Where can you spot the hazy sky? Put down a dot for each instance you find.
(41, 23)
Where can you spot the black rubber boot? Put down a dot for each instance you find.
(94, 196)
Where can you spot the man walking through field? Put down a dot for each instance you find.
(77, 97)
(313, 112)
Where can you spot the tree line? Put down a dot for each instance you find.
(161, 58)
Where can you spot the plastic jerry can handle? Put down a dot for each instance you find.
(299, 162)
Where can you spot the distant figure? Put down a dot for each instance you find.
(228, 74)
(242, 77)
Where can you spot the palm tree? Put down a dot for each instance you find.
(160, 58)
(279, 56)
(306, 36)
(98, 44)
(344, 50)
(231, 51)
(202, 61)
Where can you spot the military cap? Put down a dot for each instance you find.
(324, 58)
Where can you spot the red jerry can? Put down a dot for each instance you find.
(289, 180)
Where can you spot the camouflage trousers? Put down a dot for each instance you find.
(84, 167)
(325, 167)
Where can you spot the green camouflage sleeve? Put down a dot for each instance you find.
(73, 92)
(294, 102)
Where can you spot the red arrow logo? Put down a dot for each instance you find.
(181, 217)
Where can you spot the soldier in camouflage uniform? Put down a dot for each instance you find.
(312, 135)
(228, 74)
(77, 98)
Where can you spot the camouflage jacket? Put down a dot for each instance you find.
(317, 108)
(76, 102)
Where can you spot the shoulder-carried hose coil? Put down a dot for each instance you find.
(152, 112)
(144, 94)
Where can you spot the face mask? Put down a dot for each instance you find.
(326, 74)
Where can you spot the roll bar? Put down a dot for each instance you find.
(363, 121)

════════════════════

# Problem to work on
Nothing may be left out: return each entry exactly as it reads.

# Solution below
Where can you spot the hazy sky? Put down a dot for each instance you find.
(41, 23)
Where can you spot the black rubber boot? Put down a dot for each instance you find.
(94, 196)
Where can you spot the man walking through field? Put down a dot for each instance you find.
(77, 97)
(313, 112)
Where can you spot the tree line? Put down a dot for each instance you find.
(161, 58)
Where can you spot the plastic jerry can handle? Put down a dot for each instance you find.
(299, 162)
Where can you spot the distant figure? Put down a dot for each instance you find.
(228, 74)
(242, 77)
Where can you spot the palm tree? Put down a dot for each instance you find.
(160, 58)
(279, 56)
(306, 36)
(98, 44)
(344, 50)
(231, 51)
(202, 61)
Where can you spot the military cap? Put down a dot for each instance you find.
(324, 58)
Where can you spot the red jerry can? Put down a dot for each instance you find.
(289, 180)
Where can you spot the camouflage trousers? Put down a dot for each instance you find.
(84, 167)
(325, 167)
Where can you spot the green camouflage sleeve? Put down a dot for each instance you find.
(73, 92)
(294, 102)
Where can you spot the red arrow logo? Put down a dot for each instance you find.
(181, 217)
Where can you spot the soldier in camouflage uniform? Put down a dot for each instance you find.
(312, 135)
(228, 74)
(77, 98)
Where can you spot the camouflage jacket? Put down a dot for each instance you find.
(317, 108)
(76, 102)
Where can you spot the shoulder-carried hose coil? Put down a dot for each instance you find.
(152, 112)
(144, 94)
Where can you spot the face mask? Put down a dot for each instance you find.
(326, 74)
Where can you spot the roll bar? Put down a dot for each instance you find.
(363, 121)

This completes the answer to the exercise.